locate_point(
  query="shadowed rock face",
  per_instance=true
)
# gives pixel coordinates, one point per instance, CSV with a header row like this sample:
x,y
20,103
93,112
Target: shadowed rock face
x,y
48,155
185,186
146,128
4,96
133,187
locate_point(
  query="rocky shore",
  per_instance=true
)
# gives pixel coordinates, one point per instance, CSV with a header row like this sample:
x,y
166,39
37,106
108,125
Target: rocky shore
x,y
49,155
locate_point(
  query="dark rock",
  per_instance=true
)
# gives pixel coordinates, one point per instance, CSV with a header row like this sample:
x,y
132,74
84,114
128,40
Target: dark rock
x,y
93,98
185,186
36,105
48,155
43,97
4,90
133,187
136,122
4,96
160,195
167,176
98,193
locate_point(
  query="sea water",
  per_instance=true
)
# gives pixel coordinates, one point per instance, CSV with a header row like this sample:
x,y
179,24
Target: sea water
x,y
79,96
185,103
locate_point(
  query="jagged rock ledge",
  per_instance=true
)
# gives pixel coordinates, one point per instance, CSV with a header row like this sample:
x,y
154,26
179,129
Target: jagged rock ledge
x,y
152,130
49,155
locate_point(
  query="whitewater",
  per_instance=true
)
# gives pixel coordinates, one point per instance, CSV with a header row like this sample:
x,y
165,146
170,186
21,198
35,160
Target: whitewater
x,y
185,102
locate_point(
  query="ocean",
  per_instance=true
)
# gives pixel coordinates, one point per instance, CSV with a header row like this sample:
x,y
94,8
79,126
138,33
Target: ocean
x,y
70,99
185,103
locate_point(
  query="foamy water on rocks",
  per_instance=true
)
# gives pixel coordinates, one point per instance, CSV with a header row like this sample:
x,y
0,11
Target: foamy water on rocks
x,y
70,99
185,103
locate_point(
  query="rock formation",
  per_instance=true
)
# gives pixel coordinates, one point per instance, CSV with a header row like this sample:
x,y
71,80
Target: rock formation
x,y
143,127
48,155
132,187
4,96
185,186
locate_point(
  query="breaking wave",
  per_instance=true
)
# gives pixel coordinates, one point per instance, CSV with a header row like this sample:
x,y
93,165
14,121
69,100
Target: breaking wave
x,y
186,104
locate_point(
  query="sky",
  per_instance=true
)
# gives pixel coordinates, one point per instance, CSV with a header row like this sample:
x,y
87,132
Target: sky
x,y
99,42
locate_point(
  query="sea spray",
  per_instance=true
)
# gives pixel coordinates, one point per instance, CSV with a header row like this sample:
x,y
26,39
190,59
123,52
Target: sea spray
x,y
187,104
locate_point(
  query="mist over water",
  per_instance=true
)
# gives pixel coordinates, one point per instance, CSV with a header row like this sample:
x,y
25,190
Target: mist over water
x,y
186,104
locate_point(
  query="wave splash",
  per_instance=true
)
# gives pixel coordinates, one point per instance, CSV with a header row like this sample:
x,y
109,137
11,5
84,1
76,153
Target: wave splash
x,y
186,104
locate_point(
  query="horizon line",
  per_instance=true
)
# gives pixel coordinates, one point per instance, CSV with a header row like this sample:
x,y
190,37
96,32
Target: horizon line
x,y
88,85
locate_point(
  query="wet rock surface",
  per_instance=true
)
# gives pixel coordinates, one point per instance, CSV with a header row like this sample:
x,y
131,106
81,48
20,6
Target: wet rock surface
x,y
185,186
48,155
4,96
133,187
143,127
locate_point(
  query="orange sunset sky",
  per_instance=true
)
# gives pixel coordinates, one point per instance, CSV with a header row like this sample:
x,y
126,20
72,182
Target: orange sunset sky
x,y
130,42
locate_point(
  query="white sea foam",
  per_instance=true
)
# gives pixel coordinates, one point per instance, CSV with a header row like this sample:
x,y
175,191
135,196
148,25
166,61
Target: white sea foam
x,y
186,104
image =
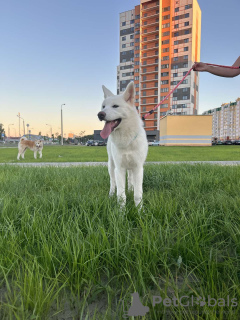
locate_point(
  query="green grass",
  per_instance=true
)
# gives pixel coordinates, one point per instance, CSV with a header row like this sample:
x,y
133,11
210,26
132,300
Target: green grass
x,y
98,154
67,249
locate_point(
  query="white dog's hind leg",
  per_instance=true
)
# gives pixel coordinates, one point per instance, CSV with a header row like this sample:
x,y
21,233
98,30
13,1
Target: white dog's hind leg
x,y
137,185
120,175
111,171
130,180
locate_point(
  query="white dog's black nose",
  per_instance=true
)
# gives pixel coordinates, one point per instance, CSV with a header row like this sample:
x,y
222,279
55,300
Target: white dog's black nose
x,y
101,115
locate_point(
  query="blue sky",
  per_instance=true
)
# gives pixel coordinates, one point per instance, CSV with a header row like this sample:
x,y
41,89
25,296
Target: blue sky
x,y
62,51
■ ■ ■
Copy every record verbatim while leaving each picture out.

REPLY TO THE TASK —
locate_point(
  query="shadowed rock face",
  per_instance=true
)
# gives pixel coordinates, one point per instance, CSV with a header row like this sample:
x,y
20,103
93,112
Target: shadowed rock face
x,y
48,155
185,186
146,128
4,96
133,187
locate_point(
  query="rocky shore",
  per_instance=true
)
# gives pixel coordinates, one point per instance, CSV with a header row like this sample:
x,y
166,39
37,106
108,125
Target: rocky shore
x,y
49,155
locate_point(
  query="dark rock",
  per_instance=true
)
# gives pixel coordinates, one point per instance, CSV with a header row like this sample:
x,y
132,74
84,114
128,40
Target: dark rock
x,y
93,98
185,186
36,105
48,155
43,97
4,90
133,187
136,122
4,96
160,195
167,176
98,193
locate_point(
  query="sea water",
  per_instance=true
)
# gives pixel coordinates, one point per instance, CSV with a header row like this sample:
x,y
179,24
Target: sea water
x,y
79,96
185,103
locate_point(
  query="jagged rock ledge",
  per_instance=true
)
# gives pixel coordinates, one point per instance, CSV with a header row like this sample:
x,y
154,26
179,129
Target: jagged rock ledge
x,y
152,130
49,155
locate_point(
  query="whitewater",
  per_instance=true
)
# gives pixel coordinates, one point per instance, CSV with a header row like this sample:
x,y
165,146
170,186
21,198
35,160
Target: whitewater
x,y
185,102
locate_point(
  query="ocean",
  per_instance=true
)
# gives pixel coordinates, one point per instance, CSV with a header row like this sample:
x,y
94,8
79,126
138,33
Target: ocean
x,y
70,99
185,103
locate_point(
  query="foamy water on rocks",
  per_instance=true
)
# gives pixel coordinates, one point per instance, CSV with a header row like this sample:
x,y
0,11
Target: foamy water on rocks
x,y
70,99
185,103
locate_point(
  query="rock formation",
  per_instance=true
)
# gives pixel coordinates, one point per instance, CSV with a header row like this sample:
x,y
71,80
Target: rock formation
x,y
143,127
48,155
132,187
4,96
185,186
locate_point(
  query="breaking wave",
  per_instance=true
)
# gives pixel coordinates, one point per instance, CSV with a header row like this sample:
x,y
93,165
14,121
69,100
Target: breaking wave
x,y
186,104
locate_point(
  query="sky",
  per_instance=true
)
# gives pixel coordinates, one point per instance, CSV with a header row like this sample:
x,y
87,132
Target: sky
x,y
99,42
locate_point(
  query="sea spray",
  per_instance=true
)
# gives pixel coordinates, one point per instance, CSV with a header row like this sample:
x,y
26,39
190,59
123,52
Target: sea spray
x,y
187,104
locate_point(
  query="mist over water",
  per_instance=true
)
# gives pixel coordinates, one point per instance, CSV with a header row like this sample:
x,y
25,190
Target: mist over water
x,y
186,104
locate_point(
  query="wave splash",
  per_instance=true
)
# gives pixel coordinates, one point per instance, CSV with a header row like this sample:
x,y
109,137
11,5
84,1
76,153
Target: wave splash
x,y
186,104
locate_point(
  query="horizon line",
  per_instance=true
)
# gives pixel coordinates, one point per instance, CSV with a header row like this sample:
x,y
190,37
96,32
Target: horizon line
x,y
88,85
locate_point(
  query="wet rock surface",
  per_instance=true
)
# gives pixel coordinates, one point per instance, CSV with a header row like this sample:
x,y
131,106
81,48
20,6
Target: wet rock surface
x,y
185,186
48,155
4,96
133,187
143,127
locate_point(
  query="orange sunset sky",
  per_instance=true
)
# gives pixel coordinates, one point per instance, CSV with a header row like this sample:
x,y
126,20
72,182
Target: orange sunset sky
x,y
130,42
locate_point(
  query="white sea foam",
  per_instance=true
)
# gives pixel coordinates, one point per instance, CSV with a header row like this sample:
x,y
175,191
135,196
148,25
166,61
Target: white sea foam
x,y
186,104
image =
locate_point(
  query="green grass",
  per_instance=true
)
# gives pixel coordinates, one point per instance, CSV with a header row like this sample:
x,y
133,11
210,26
132,300
Target: green grass
x,y
98,154
67,249
locate_point(
  query="white dog's hind leg",
  per_instance=true
)
# gives pixel coordinates, one point per instance, CSV with a header row like this sample:
x,y
21,233
98,30
13,1
Target: white dog's hind leg
x,y
137,185
120,175
111,171
130,180
locate_point(
  query="white dog's black nose",
  per_instance=true
)
# gives pixel coordinates, one point per instance, CSV with a header row like this sample:
x,y
222,279
55,300
Target: white dog's black nose
x,y
101,115
locate_point(
  query="blue sky",
  per_instance=true
)
# gives pixel coordinates, one point per instance, CSV with a header row like this sample:
x,y
41,89
25,296
Target: blue sky
x,y
62,51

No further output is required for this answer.